OBJECTIVE
Return each line below that contains the word "gets". Match case exactly.

INPUT FOR THIS TASK
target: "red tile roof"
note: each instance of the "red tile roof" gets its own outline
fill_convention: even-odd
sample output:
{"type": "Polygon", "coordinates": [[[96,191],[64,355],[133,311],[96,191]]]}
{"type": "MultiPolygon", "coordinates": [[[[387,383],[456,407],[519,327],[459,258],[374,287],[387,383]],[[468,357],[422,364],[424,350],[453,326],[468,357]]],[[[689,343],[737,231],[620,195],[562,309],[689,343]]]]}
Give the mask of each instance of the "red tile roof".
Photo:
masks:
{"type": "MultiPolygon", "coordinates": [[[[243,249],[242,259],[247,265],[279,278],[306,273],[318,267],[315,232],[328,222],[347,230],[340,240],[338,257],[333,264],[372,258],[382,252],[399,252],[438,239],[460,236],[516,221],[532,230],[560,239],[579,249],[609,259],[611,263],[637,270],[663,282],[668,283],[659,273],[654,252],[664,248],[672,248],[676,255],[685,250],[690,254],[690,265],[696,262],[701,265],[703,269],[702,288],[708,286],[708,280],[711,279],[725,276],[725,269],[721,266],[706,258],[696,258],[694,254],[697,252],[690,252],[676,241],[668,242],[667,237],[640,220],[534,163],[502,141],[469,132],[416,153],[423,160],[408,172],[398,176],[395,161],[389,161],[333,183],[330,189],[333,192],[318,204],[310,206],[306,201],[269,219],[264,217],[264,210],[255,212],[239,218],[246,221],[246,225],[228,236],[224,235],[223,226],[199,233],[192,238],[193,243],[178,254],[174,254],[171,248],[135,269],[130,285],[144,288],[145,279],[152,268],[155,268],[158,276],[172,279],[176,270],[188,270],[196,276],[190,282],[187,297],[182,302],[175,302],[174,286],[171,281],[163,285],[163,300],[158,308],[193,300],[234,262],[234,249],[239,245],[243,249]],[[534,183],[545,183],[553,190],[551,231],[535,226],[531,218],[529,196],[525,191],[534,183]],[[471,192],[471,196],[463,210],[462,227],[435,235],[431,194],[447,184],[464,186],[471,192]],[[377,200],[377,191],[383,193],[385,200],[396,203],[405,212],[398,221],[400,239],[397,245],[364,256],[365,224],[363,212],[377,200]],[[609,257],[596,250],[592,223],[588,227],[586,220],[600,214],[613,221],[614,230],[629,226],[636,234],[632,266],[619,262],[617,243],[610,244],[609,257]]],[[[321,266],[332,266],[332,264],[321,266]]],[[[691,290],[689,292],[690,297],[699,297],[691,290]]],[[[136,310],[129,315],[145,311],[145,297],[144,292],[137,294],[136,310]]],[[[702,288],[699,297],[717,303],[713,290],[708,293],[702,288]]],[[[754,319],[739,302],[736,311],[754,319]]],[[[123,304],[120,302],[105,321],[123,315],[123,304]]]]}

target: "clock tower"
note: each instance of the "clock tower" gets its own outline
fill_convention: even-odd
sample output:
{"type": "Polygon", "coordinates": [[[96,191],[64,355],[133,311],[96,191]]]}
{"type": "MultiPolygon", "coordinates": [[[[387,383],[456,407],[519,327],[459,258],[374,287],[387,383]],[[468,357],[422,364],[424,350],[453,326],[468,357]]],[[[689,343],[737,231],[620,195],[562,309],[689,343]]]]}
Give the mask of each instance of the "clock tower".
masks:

RESULT BELOW
note: each instance of the "red tile roof" gets its own outline
note: each instance of the "clock tower" gets its own outline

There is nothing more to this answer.